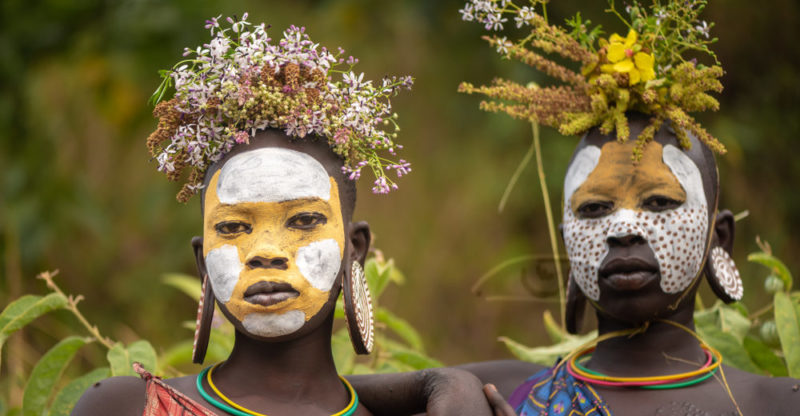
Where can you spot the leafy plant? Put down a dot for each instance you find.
(398, 346)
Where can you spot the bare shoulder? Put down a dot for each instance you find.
(124, 394)
(506, 375)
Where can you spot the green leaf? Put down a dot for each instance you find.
(24, 310)
(726, 318)
(400, 327)
(65, 399)
(774, 264)
(143, 352)
(414, 359)
(788, 322)
(376, 280)
(557, 334)
(189, 285)
(733, 353)
(46, 374)
(764, 357)
(546, 355)
(120, 361)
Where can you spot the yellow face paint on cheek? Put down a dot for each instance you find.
(298, 242)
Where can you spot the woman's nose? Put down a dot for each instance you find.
(270, 262)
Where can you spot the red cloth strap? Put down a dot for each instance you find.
(163, 400)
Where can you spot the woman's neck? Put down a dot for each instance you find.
(296, 371)
(660, 349)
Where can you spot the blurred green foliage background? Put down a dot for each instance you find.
(78, 191)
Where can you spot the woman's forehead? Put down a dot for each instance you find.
(272, 174)
(612, 169)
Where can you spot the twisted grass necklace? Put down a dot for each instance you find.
(235, 409)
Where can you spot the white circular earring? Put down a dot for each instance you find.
(358, 309)
(724, 275)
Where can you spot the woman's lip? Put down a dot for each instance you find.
(626, 265)
(269, 299)
(268, 287)
(629, 281)
(269, 293)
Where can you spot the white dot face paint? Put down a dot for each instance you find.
(223, 267)
(274, 324)
(319, 262)
(676, 236)
(267, 207)
(272, 174)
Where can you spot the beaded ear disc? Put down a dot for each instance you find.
(358, 309)
(202, 330)
(723, 276)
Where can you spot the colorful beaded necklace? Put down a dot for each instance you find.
(235, 409)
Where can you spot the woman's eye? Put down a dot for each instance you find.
(659, 203)
(306, 220)
(595, 209)
(232, 227)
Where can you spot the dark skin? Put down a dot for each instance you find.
(662, 349)
(295, 374)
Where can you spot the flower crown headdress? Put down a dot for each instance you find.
(645, 71)
(240, 82)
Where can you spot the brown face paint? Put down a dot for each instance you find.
(616, 179)
(289, 251)
(660, 200)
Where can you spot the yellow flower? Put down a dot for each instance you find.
(625, 56)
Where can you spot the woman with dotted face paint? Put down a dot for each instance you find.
(639, 237)
(641, 223)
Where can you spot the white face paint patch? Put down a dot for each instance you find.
(676, 236)
(223, 267)
(582, 166)
(274, 324)
(319, 263)
(272, 174)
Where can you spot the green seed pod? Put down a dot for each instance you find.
(769, 334)
(773, 284)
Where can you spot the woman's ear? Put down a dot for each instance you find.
(200, 261)
(360, 239)
(720, 269)
(724, 230)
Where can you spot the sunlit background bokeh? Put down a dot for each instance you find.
(79, 193)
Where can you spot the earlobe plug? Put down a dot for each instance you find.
(723, 276)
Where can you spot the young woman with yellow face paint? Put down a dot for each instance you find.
(277, 239)
(273, 135)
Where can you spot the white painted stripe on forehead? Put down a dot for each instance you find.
(582, 165)
(688, 174)
(272, 174)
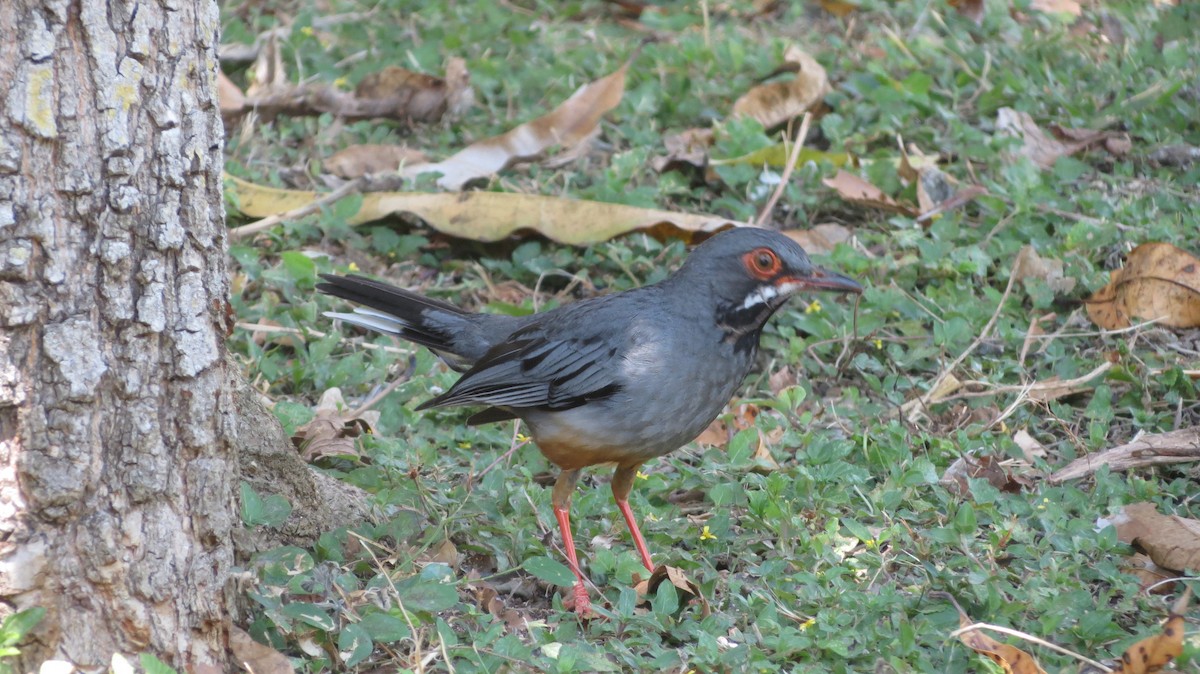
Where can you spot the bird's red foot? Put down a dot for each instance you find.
(579, 601)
■ ■ ■ ■ ■ ■ ■
#### [What you are asked to do]
An exact repetition of the listing is needed, with the pictures dropped.

#### [Written answer]
Where can you spot the leafy plant? Put down a dot for each instance you find.
(398, 346)
Where can you spot the bare shoulder? Put down a dot for each instance you find.
(124, 394)
(506, 375)
Where can you spot the green leaf? Put down a dot for each instance you find.
(24, 310)
(726, 318)
(400, 327)
(65, 399)
(774, 264)
(143, 352)
(414, 359)
(788, 322)
(376, 280)
(557, 334)
(189, 285)
(733, 353)
(46, 374)
(764, 357)
(546, 355)
(120, 361)
Where can you spot the yellow face paint on cheek? Put down a dot for each instance you find.
(298, 242)
Where can you spot the woman's nose? Put down a dot for each instance you find.
(270, 262)
Where can you spot the red cloth strap? Put down a dot for each instance you find.
(163, 400)
Where can you spot the woman's neck? Put down a dot for each instance you find.
(296, 371)
(660, 349)
Where can you spot the blurred green foliage background? Put down a dot for each instance you find.
(78, 191)
Where can you spot the woman's forehead? Put down a dot for each instance you find.
(272, 174)
(612, 169)
Where can you spot the twisted grass necklace? Put down a dot for each instance you find.
(235, 409)
Where can you spot the white circular earring? Put down a dot for each instance you find.
(358, 309)
(724, 275)
Where can you spot the woman's lip? Put down a dot for each instance you find.
(626, 265)
(269, 299)
(268, 287)
(629, 281)
(269, 293)
Where can you spot the white dot face paint? Put down a dot for each instance you find.
(223, 267)
(274, 324)
(319, 262)
(676, 236)
(267, 207)
(272, 174)
Where can you spot the beaded ear disc? Put down a dot for each instance you find.
(358, 309)
(202, 330)
(723, 276)
Where can you spot the colorful beaded necklace? Put down a dot for each instance you find.
(235, 409)
Where can you spot the woman's eye? Put down a dot for each instance you find.
(659, 203)
(306, 220)
(595, 209)
(232, 227)
Where can you spot the dark skin? Put down a dot for each instance you find.
(662, 349)
(295, 374)
Where can you spot the flower crown headdress? Put down a dot for each instance you find.
(645, 71)
(240, 82)
Where can you spot the brown face paint? Put down a dot for each instance you find.
(616, 179)
(289, 251)
(660, 200)
Where can you spot the yellow flower? Put down a dot for each instance you find.
(625, 56)
Where can you spot the woman with dotted face paint? Put down a dot for each instance you find.
(639, 237)
(641, 223)
Where can you spot the white face paint patch? Put down a dot for each instance you find.
(676, 236)
(223, 267)
(582, 166)
(274, 324)
(319, 263)
(272, 174)
Where can you spot the green seed pod? Put down a dot for each instance you find.
(769, 334)
(773, 284)
Where can you spot the woman's ear? Put down a dot for each instance you find.
(200, 261)
(360, 239)
(720, 269)
(724, 230)
Where can you spot the sunlit background bokeh? Put down a dot for each instance you find.
(79, 193)
Where can you spot the earlobe plug? Put down a dot for each instance you find.
(723, 276)
Where can you spot the young woman with yellow face paint? Put down a dot for each instance you find.
(277, 239)
(273, 135)
Where can you spot the white painted stripe on forehead? Put down a dot for each instance you find.
(582, 165)
(688, 174)
(272, 174)
Where can you spot the bird's red foot? Put down a dot for each instance you find.
(579, 601)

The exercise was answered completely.